→ **Excerpt**
=-=-=

1) Decadal-interdecadal variability and poleward heat
transport in the North Atlantic
There is substantial evidence for decadal climate variability in the air-sea-ice climate system. Recent hypotheses suggest that decadal variability in the Pacific may be either linked to changes in the El Niño/La Niña signal in the equatorial Pacific (Trenberth and Hurrell, 1994) or to midlatitude air-sea instabilities (Latif and Barnett, 1994). It is not clear whether similar mechanisms exist in the Atlantic or whether there is a relationship between the Pacific and Atlantic modes of variability. Below recent evidence is presented to show that decadal variability can exist in uncoupled ocean models in basins where deep water formation occurs.
Under mixed boundary conditions self-sustained internal variability on the decadal-interdecadal timescale can exist in ocean models (e.g., Weaver and Sarachik, 1991; Weaver et al., 1991). Often this variability is linked to the turning on and shutting off of high latitude convection and the subsequent generation and removal of east-west steric height gradients which cause the thermohaline circulation to intensify and weaken over a decadal timescale. This variability is in turn associated with the propagation to the eastern boundary of warm, saline anomalies, generated in the mid-ocean, between the sub-polar and sub-tropical gyres. The separated western boundary current provides the source of warm, saline water required to initiate the anomaly development. Horizontal advection sets the oscillation timescale which is given by the length of time it takes a particle to be advected from the mid-ocean region, between the subpolar and subtropical gyres, to the eastern boundary and then, as subsurface flow, towards the polar boundary. Decadal internal oceanic variability still persists or may even be excited when a stochastic component is added to the freshwater forcing (Weaver et al., 1993; Weisse et al., 1994). It has also recently been shown that decadal internal oceanic variability can also exist in ocean models driven only by thermal forcing (Weaver et al., 1994; Greatbatch and Zhang, 1995; Winton, 1995).

=-=-=

→ **Rows**
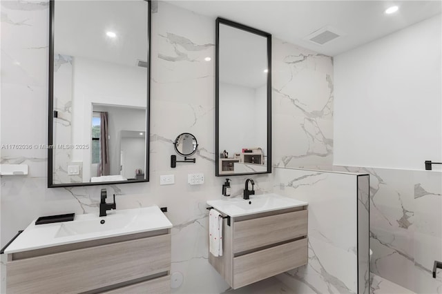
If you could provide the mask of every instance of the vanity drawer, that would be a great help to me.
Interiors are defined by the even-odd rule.
[[[7,291],[81,293],[170,271],[171,235],[8,262]]]
[[[171,276],[158,277],[118,288],[103,294],[168,294],[171,293]]]
[[[307,210],[235,222],[233,253],[305,236],[307,230]]]
[[[233,258],[233,288],[307,264],[307,239],[304,238]]]

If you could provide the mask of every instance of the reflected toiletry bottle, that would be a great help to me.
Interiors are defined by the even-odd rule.
[[[230,179],[226,179],[226,182],[222,185],[222,195],[228,197],[230,196]]]

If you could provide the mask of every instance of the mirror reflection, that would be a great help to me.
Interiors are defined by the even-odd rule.
[[[218,23],[217,175],[270,172],[269,36]]]
[[[196,152],[198,144],[194,135],[183,133],[178,135],[174,143],[175,150],[182,156],[190,156]]]
[[[148,180],[150,3],[50,6],[49,186]]]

=-=-=

→ **Exercise brief**
Extend the passage on decadal-interdecadal variability and poleward heat transport in the North Atlantic, picking up right after its final sentence.

→ **Result of this task**
The existence of such model results makes it difficult to interpret causes and effects of decadal variability in current coupled climate models which employ flux-adjustments (see Weaver and Hughes, 1995). This follows since if the flux adjustment is large in magnitude, one might expect that the oceanic variability is determined by this structure, with the higher frequency air-sea flux variability providing a stochastic forcing which simply excites it.
In this proposal advances to our understanding of decadal-interdecadal variability will be achieved through the use of coupled models of varying complexity which do not employ flux adjustments. This will expand upon the early uncoupled OGCM results. The use of an EMBM will allow for simple thermodynamic feedbacks. Furthermore, the use of OGCMs of varying resolution will allow for both an analysis of the effects of horizontal boundary layers (as discussed in Winton, 1995) and the role of eddies in decadal-interdecadal climate variability.
One of the most fundamental, yet unanswered, questions regarding the ocean's role in climate is whether or not eddies are important in transporting heat and salt poleward. Numerous studies (e.g., Bryan, 1982; Cox, 1985; Bryan, 1991; Boening and Budich, 1992; Drijfhout, 1994) have suggested that eddies do not play a significant role in the transport of heat and salt poleward. They suggest that the heat and salt transport is dominated by the meridional overturning transport in the North Atlantic. Wang et al. (1995) and Semtner and Chervin (1992) have further suggested that the barotropic component of the ocean circulation may have a significant effect in the transport of heat and salt, especially in the Pacific Ocean.
All of the above works suffer from a major shortcoming since all the experiments were conducted using ocean-only models. In the limit of specified fluxes of heat and freshwater, the oceanic heat and salt transports are necessarily predetermined at equilibrium since the divergence of the transport gives the zonally-averaged flux. Thus, whether or not eddies are resolved will not change the total heat or salt transport at equilibrium.
All of the above studies also used restoring boundary conditions on temperature and salinity. While these boundary conditions do not impose an exact constraint on the oceanic poleward heat and salt transports at equilibrium, they do largely determine the thermocline structure and hence, I suggest, clamp the ability of the ocean models to freely regulate their heat and salt transport.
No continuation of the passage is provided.